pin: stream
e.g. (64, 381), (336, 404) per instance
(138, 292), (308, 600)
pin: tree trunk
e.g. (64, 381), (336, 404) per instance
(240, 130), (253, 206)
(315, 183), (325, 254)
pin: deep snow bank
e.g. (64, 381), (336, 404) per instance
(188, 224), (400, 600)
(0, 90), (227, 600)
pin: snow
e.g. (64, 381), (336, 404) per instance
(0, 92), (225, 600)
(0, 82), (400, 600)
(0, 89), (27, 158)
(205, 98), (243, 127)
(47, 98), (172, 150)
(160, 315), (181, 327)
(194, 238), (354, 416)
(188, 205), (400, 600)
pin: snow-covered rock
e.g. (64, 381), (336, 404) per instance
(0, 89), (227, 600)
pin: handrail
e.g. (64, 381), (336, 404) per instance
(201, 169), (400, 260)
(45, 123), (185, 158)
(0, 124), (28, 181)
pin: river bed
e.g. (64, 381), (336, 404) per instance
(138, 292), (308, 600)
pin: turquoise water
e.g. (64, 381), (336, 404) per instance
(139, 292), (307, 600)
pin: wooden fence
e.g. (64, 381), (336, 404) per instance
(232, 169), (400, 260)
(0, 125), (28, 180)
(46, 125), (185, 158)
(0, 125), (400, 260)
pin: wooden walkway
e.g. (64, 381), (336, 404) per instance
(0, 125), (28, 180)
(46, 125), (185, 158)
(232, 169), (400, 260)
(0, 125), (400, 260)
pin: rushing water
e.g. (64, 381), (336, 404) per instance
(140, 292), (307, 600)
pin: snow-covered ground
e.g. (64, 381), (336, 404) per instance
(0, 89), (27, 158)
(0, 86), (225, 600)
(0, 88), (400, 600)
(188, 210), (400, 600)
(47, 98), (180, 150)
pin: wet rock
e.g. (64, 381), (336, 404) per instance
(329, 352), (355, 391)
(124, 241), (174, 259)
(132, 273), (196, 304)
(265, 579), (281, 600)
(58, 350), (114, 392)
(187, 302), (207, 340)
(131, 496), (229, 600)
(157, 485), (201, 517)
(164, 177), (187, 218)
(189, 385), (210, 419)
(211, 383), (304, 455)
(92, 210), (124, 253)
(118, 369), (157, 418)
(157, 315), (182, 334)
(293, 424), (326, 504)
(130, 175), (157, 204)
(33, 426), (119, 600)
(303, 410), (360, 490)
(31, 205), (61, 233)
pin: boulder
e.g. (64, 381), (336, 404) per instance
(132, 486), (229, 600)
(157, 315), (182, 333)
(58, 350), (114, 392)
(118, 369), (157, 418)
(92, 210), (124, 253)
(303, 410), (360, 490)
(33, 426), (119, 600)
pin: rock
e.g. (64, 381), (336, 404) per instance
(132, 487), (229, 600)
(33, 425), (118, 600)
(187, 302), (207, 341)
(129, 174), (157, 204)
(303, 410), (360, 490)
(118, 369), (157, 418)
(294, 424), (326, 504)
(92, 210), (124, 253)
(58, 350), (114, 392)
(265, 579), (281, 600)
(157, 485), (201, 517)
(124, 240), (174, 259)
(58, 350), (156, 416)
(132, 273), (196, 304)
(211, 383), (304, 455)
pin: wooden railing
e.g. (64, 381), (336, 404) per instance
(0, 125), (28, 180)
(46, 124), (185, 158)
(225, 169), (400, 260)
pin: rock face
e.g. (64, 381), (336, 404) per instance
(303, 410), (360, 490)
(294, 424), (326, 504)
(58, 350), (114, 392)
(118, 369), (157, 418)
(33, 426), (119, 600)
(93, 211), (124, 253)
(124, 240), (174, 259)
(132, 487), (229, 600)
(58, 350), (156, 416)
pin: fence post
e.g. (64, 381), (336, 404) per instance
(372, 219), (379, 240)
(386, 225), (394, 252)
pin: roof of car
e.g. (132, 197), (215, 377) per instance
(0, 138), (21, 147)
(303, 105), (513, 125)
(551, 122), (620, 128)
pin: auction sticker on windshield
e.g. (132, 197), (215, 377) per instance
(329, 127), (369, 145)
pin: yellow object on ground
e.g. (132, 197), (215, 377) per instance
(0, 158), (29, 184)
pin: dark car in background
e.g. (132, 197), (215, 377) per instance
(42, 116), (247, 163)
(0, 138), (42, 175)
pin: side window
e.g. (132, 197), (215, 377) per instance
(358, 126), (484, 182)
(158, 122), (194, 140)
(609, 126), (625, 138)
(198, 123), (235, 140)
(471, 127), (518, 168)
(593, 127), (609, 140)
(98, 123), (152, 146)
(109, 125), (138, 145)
________
#### [Work instructions]
Please reproduce all of the records above verbatim, keeping every line as it appears.

#### [Finished answer]
pin: stream
e.g. (64, 381), (336, 404) per instance
(138, 292), (308, 600)
pin: tree trunk
e.g. (64, 381), (336, 404) per instance
(240, 130), (253, 206)
(315, 183), (325, 254)
pin: deep snow bank
e.g. (64, 381), (336, 404) per instance
(188, 224), (400, 600)
(0, 90), (227, 600)
pin: snow
e.g. (64, 381), (336, 404) per instance
(0, 92), (225, 600)
(0, 82), (400, 600)
(0, 89), (27, 158)
(205, 98), (243, 127)
(47, 98), (172, 150)
(160, 315), (181, 327)
(194, 238), (354, 416)
(188, 205), (400, 600)
pin: snow-covered rock
e.g. (64, 381), (336, 404) per instance
(0, 89), (227, 600)
pin: handrail
e.g. (64, 381), (336, 404) per instance
(201, 169), (400, 260)
(45, 123), (185, 158)
(0, 124), (28, 181)
pin: river bed
e.g. (64, 381), (336, 404) per instance
(138, 292), (308, 600)
pin: turquoise water
e.g. (64, 381), (336, 404) per instance
(139, 292), (307, 600)
pin: wooden fence
e.g. (64, 381), (336, 404) per instance
(232, 169), (400, 260)
(0, 125), (28, 180)
(46, 125), (185, 158)
(0, 125), (400, 260)
pin: wooden walkway
e.g. (64, 381), (336, 404) per instance
(0, 125), (28, 180)
(46, 125), (185, 158)
(232, 169), (400, 260)
(0, 125), (400, 260)
pin: rushing water
e.g. (64, 381), (336, 404) per instance
(140, 292), (307, 600)
pin: snow-covered ground
e.g. (64, 381), (336, 404) per instance
(0, 89), (27, 158)
(0, 86), (225, 600)
(0, 88), (400, 600)
(188, 210), (400, 600)
(47, 98), (180, 150)
pin: wet rock
e.g. (64, 381), (336, 404) per instance
(329, 352), (355, 391)
(124, 241), (174, 259)
(132, 273), (196, 304)
(265, 579), (281, 600)
(58, 350), (114, 392)
(187, 302), (207, 340)
(131, 496), (229, 600)
(157, 485), (201, 517)
(164, 177), (187, 218)
(189, 385), (210, 419)
(211, 383), (304, 455)
(92, 210), (124, 253)
(118, 369), (157, 418)
(157, 315), (182, 334)
(293, 424), (326, 504)
(130, 175), (157, 204)
(33, 426), (119, 600)
(303, 410), (360, 490)
(31, 205), (61, 233)
pin: boulder
e.g. (64, 381), (336, 404) per instance
(132, 486), (229, 600)
(157, 315), (182, 333)
(58, 350), (114, 392)
(118, 369), (157, 418)
(92, 210), (124, 253)
(303, 410), (360, 490)
(33, 426), (119, 600)
pin: rock
e.g. (64, 381), (336, 404) per instance
(132, 487), (229, 600)
(33, 425), (118, 600)
(187, 302), (207, 341)
(129, 174), (157, 204)
(303, 410), (360, 490)
(118, 369), (157, 418)
(294, 424), (326, 504)
(92, 210), (124, 253)
(58, 350), (114, 392)
(265, 579), (281, 600)
(157, 485), (201, 517)
(124, 240), (174, 259)
(58, 350), (156, 416)
(132, 273), (196, 304)
(211, 383), (304, 455)
pin: wooden railing
e.g. (64, 381), (336, 404) per instance
(0, 125), (28, 180)
(46, 124), (185, 158)
(225, 169), (400, 260)
pin: rock face
e.g. (64, 381), (336, 404) per instance
(303, 410), (360, 490)
(294, 424), (326, 504)
(58, 350), (114, 392)
(118, 369), (157, 418)
(33, 426), (119, 600)
(93, 211), (124, 253)
(124, 240), (174, 259)
(132, 487), (229, 600)
(58, 350), (156, 416)
pin: fence post
e.g. (64, 381), (336, 404) per instance
(372, 219), (379, 240)
(386, 225), (394, 252)
pin: roof of car
e.g. (132, 197), (215, 377) per instance
(0, 138), (21, 147)
(303, 105), (513, 125)
(551, 122), (620, 128)
pin: auction sticker on windshield
e.g. (132, 197), (215, 377) per instance
(329, 127), (369, 145)
pin: yellow object on ground
e.g. (132, 197), (215, 377) per instance
(0, 158), (29, 184)
pin: dark car in background
e.g. (132, 197), (215, 377) per instance
(42, 116), (247, 163)
(0, 138), (42, 175)
pin: side window
e.g. (132, 197), (215, 377) per instance
(358, 126), (484, 182)
(158, 122), (194, 140)
(609, 126), (625, 138)
(198, 123), (235, 140)
(471, 127), (518, 168)
(593, 127), (609, 140)
(98, 123), (152, 146)
(109, 125), (138, 145)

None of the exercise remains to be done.